_Problem to work on_:
Substitute "point finder" for "locate helper" everywhere in the data below and give the text back otherwise unchanged, leaving out the pictures.

◆ ◆ ◆ ◆ ◆ ◆ ◆

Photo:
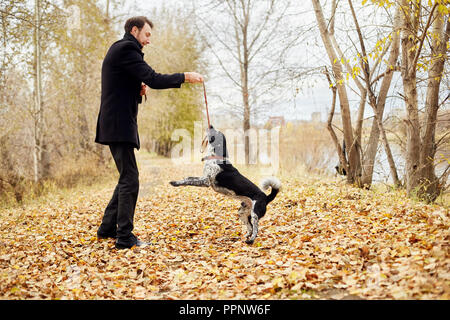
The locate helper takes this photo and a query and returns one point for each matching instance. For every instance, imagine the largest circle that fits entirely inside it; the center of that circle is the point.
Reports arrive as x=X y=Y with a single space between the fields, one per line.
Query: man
x=125 y=77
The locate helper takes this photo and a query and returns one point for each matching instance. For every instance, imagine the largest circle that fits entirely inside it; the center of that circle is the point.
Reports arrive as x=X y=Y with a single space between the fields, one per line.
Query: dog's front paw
x=249 y=241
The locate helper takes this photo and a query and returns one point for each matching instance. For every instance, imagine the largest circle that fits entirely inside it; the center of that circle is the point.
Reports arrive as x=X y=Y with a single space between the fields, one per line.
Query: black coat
x=123 y=72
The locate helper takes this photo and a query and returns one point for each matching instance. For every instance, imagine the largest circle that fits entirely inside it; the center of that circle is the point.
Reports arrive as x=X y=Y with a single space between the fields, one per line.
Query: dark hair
x=139 y=22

◆ ◆ ◆ ◆ ◆ ◆ ◆

_Task response_:
Photo:
The point finder takes this photo and a query and returns one point for each matching instance. For every instance, imagine the largest circle that fits entirely inside it; the center of that circle is the point.
Reports arrive as x=X y=Y with a single space between the fields, one per line.
Query: man
x=125 y=77
The point finder takes this photo and a query and returns one point for each matching instance. For every instance, imagine the largest circle that fits entirely inside it; the center of that circle is the point.
Reports arrive as x=X y=Y with a single space between the fields, one per line.
Query: dog's front paw
x=249 y=241
The point finder takes this photo and a query and returns one point for each matching instance. For every instance, imagine the largest circle that fits entirely inside it; the center of that circle is the point.
Reports arrive as x=X y=Y with a single space between the fields, one per line.
Query: black coat
x=123 y=72
The point finder takes this photo and a query and returns one point for each matching instance. For every instance, imagine the largest circle that fits entirely inside it; the center of that circle is the point.
Reports arrive as x=X y=Y with a single space between the fields, one per line.
Query: dark hair
x=139 y=22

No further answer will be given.